» Provided records:

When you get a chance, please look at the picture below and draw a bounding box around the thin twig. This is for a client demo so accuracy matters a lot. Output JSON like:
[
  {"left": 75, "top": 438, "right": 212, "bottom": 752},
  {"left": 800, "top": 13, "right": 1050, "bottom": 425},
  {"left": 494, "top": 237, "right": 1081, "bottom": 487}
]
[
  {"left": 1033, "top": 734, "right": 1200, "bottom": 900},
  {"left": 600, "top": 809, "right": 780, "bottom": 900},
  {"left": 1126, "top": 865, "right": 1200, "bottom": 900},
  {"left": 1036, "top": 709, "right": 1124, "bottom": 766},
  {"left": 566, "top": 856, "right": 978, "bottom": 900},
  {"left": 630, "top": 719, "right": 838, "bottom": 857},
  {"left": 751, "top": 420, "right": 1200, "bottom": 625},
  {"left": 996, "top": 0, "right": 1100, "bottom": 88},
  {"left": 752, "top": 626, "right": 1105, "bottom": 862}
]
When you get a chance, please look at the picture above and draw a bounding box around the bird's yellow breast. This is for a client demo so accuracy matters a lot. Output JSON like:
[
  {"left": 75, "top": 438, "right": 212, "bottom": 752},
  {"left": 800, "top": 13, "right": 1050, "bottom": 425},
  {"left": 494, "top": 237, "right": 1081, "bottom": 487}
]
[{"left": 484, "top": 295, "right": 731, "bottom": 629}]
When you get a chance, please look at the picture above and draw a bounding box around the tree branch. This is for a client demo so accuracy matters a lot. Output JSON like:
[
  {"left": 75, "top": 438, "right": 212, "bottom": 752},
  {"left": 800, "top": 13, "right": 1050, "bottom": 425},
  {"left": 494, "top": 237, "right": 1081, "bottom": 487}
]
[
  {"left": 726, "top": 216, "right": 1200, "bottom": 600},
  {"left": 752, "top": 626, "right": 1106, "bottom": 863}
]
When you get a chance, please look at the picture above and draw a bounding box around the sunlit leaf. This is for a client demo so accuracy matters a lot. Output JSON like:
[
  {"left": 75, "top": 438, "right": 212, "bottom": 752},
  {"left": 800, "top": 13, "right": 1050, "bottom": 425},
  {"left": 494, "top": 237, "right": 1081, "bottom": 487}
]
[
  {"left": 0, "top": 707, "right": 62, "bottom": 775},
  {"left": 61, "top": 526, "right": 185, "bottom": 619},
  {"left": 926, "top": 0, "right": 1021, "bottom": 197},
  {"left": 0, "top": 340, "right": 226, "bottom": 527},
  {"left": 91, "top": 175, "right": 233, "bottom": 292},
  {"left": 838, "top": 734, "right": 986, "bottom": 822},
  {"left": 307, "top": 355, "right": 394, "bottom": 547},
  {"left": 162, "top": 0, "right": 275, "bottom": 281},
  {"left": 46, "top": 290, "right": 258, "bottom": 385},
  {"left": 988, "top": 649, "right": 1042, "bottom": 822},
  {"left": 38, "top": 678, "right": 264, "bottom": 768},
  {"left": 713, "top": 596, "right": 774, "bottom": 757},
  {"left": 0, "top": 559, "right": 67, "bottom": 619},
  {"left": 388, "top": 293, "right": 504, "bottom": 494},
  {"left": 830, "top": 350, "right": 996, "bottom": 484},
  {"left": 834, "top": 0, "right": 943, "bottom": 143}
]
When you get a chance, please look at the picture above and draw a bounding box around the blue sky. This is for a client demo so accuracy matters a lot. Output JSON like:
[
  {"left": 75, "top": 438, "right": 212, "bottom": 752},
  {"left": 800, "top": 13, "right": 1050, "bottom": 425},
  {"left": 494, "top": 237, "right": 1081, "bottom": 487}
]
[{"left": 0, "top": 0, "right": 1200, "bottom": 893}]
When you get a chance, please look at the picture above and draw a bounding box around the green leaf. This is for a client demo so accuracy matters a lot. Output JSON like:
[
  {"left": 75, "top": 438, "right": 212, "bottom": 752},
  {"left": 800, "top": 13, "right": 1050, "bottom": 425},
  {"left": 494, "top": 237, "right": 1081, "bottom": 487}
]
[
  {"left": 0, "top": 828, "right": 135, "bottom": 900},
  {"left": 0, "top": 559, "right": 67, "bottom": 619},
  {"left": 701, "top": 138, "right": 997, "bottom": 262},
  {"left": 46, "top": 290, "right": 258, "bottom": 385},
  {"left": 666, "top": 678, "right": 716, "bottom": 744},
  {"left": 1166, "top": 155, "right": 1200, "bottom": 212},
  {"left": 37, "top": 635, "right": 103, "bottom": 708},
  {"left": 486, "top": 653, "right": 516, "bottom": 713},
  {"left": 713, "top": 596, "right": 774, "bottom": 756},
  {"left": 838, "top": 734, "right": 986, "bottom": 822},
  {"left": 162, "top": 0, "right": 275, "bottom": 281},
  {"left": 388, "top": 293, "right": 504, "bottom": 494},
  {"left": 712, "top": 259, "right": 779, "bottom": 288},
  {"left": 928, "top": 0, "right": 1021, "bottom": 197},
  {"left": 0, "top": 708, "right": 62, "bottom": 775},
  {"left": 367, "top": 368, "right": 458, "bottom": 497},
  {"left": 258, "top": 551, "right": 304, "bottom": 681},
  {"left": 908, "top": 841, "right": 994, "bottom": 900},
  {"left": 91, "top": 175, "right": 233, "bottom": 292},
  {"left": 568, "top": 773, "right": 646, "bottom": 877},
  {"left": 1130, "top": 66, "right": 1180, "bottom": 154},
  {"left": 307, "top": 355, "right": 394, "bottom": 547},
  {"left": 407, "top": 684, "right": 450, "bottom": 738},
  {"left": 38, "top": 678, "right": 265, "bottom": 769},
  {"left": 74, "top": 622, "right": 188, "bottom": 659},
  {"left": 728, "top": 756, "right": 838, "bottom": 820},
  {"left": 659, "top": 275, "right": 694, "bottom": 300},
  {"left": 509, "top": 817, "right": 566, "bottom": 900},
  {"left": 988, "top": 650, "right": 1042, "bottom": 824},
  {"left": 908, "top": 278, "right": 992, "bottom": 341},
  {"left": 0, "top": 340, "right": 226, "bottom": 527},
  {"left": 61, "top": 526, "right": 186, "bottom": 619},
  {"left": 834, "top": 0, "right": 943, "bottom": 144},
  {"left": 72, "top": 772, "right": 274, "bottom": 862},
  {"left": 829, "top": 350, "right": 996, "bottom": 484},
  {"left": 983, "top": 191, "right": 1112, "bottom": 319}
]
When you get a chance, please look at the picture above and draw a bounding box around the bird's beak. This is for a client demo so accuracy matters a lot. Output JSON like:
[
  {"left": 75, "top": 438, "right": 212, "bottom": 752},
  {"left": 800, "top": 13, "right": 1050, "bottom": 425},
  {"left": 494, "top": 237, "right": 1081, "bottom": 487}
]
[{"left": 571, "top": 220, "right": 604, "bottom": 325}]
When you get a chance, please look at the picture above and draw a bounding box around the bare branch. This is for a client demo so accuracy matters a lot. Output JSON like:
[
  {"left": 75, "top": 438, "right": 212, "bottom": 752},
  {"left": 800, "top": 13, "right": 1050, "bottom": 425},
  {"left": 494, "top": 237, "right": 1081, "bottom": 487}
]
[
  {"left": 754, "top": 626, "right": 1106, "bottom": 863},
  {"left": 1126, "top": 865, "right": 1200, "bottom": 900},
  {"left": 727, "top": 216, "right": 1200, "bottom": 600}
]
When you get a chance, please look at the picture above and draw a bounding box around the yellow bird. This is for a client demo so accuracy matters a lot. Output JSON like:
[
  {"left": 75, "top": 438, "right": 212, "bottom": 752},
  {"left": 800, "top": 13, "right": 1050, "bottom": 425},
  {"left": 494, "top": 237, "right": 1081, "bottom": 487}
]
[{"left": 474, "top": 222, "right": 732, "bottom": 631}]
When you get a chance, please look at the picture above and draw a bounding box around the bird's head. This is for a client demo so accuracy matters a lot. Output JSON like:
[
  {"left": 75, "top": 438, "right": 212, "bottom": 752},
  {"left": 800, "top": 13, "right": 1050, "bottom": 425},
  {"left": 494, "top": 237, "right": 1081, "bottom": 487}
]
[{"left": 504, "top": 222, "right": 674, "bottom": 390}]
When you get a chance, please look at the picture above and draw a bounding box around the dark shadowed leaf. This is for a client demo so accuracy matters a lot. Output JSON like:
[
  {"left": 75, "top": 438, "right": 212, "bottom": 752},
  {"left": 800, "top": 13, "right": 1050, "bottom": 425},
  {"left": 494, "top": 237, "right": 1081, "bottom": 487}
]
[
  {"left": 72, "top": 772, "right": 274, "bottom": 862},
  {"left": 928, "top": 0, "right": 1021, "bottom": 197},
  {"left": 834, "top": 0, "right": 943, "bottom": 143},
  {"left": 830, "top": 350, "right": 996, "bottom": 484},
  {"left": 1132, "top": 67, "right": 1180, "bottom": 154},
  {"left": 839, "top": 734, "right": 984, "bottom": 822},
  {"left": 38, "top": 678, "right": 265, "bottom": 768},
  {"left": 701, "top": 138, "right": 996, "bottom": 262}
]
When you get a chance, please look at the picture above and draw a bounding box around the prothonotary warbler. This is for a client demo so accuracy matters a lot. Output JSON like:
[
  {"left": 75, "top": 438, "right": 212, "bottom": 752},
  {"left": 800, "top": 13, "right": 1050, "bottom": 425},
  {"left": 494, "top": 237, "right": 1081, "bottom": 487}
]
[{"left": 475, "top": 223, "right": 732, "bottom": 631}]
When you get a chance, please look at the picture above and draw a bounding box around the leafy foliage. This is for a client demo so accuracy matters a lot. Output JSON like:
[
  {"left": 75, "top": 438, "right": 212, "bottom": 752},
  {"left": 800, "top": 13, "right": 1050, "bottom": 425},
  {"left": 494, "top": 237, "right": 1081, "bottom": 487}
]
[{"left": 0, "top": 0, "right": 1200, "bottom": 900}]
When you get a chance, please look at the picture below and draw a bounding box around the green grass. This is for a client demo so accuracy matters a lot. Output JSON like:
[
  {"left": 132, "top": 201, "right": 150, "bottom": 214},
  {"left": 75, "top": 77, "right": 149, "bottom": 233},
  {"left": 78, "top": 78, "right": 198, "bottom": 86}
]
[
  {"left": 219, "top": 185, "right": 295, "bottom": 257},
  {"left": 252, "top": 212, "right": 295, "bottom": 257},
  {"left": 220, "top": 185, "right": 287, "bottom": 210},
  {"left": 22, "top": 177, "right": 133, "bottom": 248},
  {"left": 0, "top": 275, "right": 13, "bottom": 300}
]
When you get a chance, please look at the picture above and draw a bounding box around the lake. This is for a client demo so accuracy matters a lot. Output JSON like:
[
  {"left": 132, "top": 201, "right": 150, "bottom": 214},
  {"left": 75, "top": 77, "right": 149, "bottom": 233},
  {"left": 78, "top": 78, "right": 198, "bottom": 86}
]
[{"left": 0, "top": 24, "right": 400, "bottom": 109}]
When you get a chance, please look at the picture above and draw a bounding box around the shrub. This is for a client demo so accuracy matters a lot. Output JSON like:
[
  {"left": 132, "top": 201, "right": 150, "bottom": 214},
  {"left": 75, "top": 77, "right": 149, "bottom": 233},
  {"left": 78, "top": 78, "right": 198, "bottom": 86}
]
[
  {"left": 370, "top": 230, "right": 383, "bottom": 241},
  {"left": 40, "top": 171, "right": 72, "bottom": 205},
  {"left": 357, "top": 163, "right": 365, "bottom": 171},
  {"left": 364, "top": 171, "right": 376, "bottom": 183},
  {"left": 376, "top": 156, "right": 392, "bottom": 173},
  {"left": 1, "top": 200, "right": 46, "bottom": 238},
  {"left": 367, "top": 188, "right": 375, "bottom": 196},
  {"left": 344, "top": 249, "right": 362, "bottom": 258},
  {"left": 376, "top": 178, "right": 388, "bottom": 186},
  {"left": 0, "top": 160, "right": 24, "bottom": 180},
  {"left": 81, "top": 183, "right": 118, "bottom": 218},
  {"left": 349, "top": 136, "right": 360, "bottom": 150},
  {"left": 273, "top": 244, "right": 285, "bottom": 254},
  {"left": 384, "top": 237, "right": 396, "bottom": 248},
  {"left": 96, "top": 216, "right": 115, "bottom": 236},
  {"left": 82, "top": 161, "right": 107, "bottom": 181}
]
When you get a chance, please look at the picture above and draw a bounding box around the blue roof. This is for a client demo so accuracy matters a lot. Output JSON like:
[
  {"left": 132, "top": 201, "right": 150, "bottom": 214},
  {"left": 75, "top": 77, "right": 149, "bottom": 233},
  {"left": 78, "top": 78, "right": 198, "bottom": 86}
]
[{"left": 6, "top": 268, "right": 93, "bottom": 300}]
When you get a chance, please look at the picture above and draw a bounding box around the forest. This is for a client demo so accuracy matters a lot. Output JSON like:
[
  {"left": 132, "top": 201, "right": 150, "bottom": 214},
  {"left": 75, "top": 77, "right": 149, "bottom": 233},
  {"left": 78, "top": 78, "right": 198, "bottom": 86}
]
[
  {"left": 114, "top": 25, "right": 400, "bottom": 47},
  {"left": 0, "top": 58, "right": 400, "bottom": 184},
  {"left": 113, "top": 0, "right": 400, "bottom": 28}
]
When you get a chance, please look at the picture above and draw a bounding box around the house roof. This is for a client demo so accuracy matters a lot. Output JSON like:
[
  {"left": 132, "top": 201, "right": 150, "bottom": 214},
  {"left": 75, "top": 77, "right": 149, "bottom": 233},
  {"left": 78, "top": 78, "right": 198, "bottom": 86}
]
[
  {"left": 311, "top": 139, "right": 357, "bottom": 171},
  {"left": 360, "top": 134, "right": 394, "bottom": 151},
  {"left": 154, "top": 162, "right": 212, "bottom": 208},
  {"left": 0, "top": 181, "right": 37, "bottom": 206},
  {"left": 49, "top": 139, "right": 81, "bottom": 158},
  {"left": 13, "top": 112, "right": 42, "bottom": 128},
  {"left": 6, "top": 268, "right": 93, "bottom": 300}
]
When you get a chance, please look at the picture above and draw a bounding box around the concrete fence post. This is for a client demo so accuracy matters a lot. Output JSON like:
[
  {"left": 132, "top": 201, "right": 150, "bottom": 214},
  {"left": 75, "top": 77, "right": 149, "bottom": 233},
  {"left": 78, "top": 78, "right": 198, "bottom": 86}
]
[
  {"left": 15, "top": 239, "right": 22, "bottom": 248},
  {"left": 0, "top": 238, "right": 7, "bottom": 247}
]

» To do:
Pull out every line of the listing above that contains the word "green". Match case exactly.

» Result:
When you get a chance, please look at the picture above and draw a bounding box around the green leaf. This is for a client demo so accuracy matters a lot. Output JSON like:
When you get a chance, please look at the picture below and draw a bounding box around the green grass. This is for a client demo so accuracy matters a lot. Output JSON like:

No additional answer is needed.